====== Listing ======

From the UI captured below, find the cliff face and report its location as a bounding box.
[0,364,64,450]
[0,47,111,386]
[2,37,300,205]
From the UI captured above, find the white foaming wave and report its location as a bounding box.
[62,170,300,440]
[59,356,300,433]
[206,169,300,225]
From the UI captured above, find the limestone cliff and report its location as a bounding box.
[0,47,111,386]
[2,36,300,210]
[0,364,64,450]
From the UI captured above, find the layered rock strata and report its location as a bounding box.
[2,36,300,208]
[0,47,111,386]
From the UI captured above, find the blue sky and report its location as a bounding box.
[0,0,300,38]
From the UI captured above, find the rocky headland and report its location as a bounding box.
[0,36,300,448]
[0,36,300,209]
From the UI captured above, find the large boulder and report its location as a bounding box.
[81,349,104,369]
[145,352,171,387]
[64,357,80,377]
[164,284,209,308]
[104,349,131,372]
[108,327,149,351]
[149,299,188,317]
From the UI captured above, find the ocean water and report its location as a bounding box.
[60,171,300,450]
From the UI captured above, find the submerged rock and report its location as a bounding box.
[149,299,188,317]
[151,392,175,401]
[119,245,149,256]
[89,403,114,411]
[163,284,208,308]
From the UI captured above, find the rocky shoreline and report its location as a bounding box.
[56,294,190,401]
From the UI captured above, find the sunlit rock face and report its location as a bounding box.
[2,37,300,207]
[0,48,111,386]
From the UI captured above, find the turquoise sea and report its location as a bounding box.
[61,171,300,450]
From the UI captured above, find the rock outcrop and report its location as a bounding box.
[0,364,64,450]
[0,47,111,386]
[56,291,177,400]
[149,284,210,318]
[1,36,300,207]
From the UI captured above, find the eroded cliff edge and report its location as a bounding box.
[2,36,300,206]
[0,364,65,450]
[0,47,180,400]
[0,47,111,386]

======
====== Listing ======

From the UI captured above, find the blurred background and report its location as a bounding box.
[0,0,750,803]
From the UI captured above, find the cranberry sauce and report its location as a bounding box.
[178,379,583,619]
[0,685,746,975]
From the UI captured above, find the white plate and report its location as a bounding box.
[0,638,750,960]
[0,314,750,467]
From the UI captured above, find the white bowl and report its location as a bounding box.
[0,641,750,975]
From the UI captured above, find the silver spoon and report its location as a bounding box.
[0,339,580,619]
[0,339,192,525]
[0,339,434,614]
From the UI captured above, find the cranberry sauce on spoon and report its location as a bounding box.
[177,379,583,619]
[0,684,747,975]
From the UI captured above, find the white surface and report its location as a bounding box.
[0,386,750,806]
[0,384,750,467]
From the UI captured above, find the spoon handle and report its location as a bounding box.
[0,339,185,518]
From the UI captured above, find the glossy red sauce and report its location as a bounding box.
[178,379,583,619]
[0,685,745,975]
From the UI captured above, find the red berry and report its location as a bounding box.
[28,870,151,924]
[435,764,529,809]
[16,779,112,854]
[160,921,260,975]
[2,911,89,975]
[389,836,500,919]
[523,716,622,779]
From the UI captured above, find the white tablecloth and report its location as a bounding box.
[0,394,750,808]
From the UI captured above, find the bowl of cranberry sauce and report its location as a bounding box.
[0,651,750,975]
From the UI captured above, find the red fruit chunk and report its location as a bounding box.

======
====== Listing ======

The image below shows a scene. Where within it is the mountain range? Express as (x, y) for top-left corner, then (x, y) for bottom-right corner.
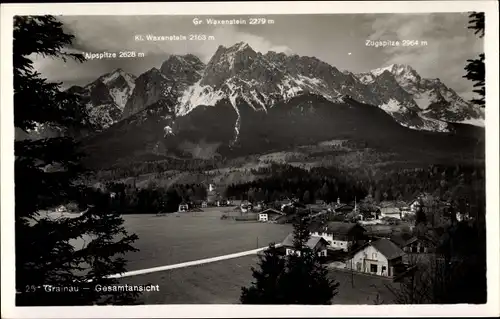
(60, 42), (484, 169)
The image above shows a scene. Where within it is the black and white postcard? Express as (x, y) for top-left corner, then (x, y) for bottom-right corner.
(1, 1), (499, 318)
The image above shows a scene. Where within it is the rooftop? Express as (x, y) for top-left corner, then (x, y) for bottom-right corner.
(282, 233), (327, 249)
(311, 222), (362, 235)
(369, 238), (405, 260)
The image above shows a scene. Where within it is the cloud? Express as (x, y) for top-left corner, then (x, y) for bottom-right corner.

======

Scale the material from the line with "From the UI captured above, find the white bowl" to the line with "[0,384,750,467]", both included. Reproduce every line in that span, multiplying each bounding box coordinate by 1.35 and rounding to the nearest whole number, with halves rounded up.

From the UI captured above, find the white bowl and report its location as a bounding box.
[0,865,1013,1316]
From the UI captured above, find the silver spoon and report its location as a bounding box.
[0,458,783,836]
[0,458,259,709]
[0,458,586,829]
From the UI captured above, find the cranberry sauce on spoon and report its location as a bounding box.
[239,512,787,836]
[0,923,1008,1316]
From the UI captured above, find the white surface and report its location as a bounding box.
[0,521,1013,1088]
[0,518,1013,630]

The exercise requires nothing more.